本文抜粋:

______________________________

頚椎部分が損傷すると、呼吸に使われる筋肉の麻痺、四肢部分または全筋肉の麻痺が見られることが多く、この場合人工呼吸器を使用しないと生命維持が難しくなります。

 

胸椎ではさらに細かい部分によって身体の麻痺の状態が異なりますが、ほとんどの場合は身体のいずれかの部分が麻痺、運動機能の障害を受けます。

腰椎が損傷すると、股関節、足などの麻痺が出ることが多く、軽度でも筋力の低下が見られます。

 

さらに脊髄損傷後の時期によっても異なります。

これは疾病の共通の分類方法で、急性期、回復期、慢性期に分けることができます。

 

まず急性期とは、「病気になり始めた時期」または「症状が表れ始めた時期」を指します。

この時期は疾病やケガによる症状が急激に表れます。

急性期は経過が非常に早く、経時的に状況が変化していきます。

1時間くらいでも症状が大きく変わることがあり、予断を許さない段階です。

______________________________

課題一覧:
1/ 脊髄損傷についての本文を読み、(a)〜(c)がその内容と合っているかを答えてください。それぞれ「はい」か「いいえ」で答え、決め手となる本文の言葉をそのまま引用してください。
(a) 腰椎が損傷すると、股関節や足などに麻痺が出ることが多い。
(b) 急性期は経過がゆっくりで、状況はあまり変わらない。
(c) 頚椎部分が損傷しても、人工呼吸器がなくても生命維持に問題はない。
2/ 脊髄損傷についての本文によると、疾病の共通の分類方法では時期をどの三つに分けますか。
記録はこの本文とはまったく関係ありません。

______________________________

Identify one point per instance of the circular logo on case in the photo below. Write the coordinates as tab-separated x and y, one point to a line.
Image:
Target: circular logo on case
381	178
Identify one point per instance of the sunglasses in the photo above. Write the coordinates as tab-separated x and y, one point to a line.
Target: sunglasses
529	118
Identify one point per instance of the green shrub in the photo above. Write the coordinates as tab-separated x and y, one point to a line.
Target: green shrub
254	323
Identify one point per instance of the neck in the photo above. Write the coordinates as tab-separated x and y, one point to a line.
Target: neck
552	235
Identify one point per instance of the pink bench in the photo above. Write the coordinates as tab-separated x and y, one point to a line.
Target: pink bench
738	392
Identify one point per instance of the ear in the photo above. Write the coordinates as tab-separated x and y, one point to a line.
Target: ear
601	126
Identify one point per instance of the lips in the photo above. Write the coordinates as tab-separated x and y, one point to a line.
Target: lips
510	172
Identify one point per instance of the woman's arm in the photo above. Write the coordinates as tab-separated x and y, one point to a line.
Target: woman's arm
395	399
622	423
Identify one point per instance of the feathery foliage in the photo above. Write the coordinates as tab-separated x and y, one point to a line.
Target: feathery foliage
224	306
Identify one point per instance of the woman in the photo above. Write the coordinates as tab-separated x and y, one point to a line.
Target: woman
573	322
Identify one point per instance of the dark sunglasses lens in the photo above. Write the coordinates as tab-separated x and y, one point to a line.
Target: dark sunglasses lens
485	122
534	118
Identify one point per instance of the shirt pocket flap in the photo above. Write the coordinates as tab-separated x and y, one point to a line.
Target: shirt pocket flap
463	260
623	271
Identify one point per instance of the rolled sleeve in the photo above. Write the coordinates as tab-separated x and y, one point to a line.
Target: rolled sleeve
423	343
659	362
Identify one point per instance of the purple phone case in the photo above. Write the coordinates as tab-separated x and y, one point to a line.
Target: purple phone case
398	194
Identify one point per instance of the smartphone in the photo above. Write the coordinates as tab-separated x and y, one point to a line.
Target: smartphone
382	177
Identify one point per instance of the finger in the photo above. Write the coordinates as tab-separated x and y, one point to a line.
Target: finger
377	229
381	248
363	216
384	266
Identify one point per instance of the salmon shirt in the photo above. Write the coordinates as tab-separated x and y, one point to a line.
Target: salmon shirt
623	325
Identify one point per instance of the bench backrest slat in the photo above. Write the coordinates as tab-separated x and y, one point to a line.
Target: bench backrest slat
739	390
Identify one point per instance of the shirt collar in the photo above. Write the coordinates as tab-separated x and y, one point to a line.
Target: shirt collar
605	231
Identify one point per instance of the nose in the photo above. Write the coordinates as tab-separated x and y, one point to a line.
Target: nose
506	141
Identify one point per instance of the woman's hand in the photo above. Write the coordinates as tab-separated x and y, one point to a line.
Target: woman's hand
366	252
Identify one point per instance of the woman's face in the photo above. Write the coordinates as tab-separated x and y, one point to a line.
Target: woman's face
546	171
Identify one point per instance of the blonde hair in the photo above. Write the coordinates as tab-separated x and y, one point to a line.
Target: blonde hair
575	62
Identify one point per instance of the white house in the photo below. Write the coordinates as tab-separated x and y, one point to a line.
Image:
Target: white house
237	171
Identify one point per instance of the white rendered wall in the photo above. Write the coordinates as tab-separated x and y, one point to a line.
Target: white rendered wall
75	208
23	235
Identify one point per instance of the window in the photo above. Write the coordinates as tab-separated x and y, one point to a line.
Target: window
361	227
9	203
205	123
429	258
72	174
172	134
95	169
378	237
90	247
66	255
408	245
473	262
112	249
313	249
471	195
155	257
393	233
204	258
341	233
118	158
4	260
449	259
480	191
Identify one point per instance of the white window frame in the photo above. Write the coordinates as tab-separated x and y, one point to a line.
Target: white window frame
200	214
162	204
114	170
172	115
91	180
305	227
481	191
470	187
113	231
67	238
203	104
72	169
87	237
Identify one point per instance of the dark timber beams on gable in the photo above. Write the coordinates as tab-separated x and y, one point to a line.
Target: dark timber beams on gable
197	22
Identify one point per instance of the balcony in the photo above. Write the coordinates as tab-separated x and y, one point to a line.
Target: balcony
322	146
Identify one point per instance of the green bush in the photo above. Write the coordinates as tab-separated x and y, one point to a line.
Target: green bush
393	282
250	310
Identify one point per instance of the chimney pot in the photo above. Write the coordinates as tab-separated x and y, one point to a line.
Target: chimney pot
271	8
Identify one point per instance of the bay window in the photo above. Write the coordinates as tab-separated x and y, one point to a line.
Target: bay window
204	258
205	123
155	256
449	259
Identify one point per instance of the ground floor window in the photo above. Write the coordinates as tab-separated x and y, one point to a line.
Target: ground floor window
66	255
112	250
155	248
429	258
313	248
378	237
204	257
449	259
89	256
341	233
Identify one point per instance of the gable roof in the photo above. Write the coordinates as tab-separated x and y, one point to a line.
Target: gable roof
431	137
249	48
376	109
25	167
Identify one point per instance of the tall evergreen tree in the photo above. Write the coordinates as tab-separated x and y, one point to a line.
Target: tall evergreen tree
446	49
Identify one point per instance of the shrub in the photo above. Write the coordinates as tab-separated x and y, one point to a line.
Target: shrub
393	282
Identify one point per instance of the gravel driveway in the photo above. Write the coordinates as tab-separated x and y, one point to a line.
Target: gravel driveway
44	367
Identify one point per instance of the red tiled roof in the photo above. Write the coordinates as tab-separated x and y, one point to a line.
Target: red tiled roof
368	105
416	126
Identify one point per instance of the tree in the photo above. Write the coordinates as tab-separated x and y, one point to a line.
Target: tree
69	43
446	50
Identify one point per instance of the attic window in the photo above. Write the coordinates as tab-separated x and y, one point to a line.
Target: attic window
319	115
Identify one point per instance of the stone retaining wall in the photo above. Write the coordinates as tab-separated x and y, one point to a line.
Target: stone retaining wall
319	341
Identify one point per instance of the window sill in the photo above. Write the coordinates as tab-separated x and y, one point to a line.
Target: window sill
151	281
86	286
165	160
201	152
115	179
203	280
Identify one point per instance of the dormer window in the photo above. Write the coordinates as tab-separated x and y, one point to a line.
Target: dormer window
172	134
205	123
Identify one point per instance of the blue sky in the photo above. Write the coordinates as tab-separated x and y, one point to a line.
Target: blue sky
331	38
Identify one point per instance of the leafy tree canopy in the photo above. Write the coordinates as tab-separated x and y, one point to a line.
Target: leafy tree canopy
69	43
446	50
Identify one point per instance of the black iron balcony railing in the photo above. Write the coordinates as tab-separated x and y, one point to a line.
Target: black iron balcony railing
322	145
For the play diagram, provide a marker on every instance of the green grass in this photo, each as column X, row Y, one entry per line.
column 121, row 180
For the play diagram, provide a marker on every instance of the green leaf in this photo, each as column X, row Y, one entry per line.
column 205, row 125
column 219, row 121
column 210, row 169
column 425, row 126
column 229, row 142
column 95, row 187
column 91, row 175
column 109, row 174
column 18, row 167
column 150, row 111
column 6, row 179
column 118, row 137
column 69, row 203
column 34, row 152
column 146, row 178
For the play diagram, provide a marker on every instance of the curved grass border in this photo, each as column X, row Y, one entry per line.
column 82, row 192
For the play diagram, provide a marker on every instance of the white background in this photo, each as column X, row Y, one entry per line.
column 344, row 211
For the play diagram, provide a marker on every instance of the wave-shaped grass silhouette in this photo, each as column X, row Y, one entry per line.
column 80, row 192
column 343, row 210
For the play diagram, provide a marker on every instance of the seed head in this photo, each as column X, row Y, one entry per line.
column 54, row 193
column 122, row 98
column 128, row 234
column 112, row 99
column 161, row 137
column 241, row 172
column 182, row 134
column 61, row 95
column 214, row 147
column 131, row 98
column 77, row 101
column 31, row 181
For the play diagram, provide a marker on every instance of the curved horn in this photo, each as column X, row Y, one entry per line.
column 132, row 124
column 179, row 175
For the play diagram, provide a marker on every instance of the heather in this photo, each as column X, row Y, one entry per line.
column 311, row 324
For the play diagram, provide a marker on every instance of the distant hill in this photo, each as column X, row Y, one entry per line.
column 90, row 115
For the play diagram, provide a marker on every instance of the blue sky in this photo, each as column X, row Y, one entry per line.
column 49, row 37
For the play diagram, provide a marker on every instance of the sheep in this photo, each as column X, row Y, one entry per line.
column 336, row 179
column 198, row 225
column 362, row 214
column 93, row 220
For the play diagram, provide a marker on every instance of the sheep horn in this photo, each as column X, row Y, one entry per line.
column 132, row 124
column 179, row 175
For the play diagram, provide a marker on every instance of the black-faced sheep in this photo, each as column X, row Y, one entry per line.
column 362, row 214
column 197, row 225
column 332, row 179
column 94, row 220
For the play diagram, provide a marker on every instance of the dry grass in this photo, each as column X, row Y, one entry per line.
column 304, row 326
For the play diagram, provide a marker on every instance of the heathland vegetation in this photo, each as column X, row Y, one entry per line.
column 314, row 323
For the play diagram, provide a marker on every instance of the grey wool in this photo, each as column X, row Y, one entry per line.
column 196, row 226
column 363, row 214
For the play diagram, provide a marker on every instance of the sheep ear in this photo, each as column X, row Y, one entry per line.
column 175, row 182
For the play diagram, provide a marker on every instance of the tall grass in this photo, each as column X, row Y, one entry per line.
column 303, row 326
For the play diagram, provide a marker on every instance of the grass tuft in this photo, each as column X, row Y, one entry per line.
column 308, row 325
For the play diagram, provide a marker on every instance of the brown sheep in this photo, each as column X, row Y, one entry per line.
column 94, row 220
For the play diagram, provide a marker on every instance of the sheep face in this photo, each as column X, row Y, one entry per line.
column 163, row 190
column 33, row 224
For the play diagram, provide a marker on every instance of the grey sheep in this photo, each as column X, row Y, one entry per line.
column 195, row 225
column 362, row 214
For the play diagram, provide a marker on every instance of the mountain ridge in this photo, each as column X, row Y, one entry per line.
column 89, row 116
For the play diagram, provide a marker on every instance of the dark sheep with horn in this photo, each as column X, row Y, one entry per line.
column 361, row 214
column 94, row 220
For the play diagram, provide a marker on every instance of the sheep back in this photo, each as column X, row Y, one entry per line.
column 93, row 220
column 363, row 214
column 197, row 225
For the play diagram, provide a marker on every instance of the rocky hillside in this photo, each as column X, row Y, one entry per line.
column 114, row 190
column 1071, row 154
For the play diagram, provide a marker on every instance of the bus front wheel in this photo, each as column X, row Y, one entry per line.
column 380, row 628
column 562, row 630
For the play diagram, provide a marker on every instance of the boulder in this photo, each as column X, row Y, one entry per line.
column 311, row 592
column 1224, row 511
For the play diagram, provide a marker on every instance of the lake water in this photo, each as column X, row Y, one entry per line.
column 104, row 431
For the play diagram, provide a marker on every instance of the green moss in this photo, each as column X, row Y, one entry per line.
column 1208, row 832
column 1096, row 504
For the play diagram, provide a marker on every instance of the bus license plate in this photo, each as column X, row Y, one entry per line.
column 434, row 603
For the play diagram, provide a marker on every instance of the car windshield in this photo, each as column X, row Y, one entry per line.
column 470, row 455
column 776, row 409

______________________________

回答一覧:
1/
(a) はい。「腰椎が損傷すると、股関節、足などの麻痺が出ることが多く」
(b) いいえ。「急性期は経過が非常に早く、経時的に状況が変化していきます。」
(c) いいえ。「この場合人工呼吸器を使用しないと生命維持が難しくなります。」

2/ 急性期、回復期、慢性期の三つです。